» **STATED PROBLEM**:
Reproduce every line of the data below, requests included, and offset each point coordinate in the answers by adding 116 to both values. Omit the pictures from your output.

═════ EXERCISE MATERIAL

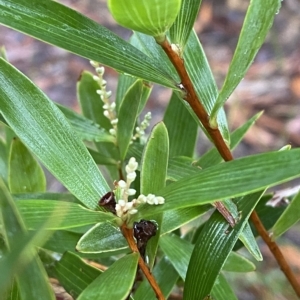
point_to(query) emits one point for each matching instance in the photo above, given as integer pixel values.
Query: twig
(192, 98)
(276, 252)
(128, 234)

══════════

» **RESPONSE FOR THIS EXERCISE**:
point_to(query) emits one point for each matching instance in the photo above, given as integer pixel values.
Query: twig
(308, 214)
(392, 368)
(244, 350)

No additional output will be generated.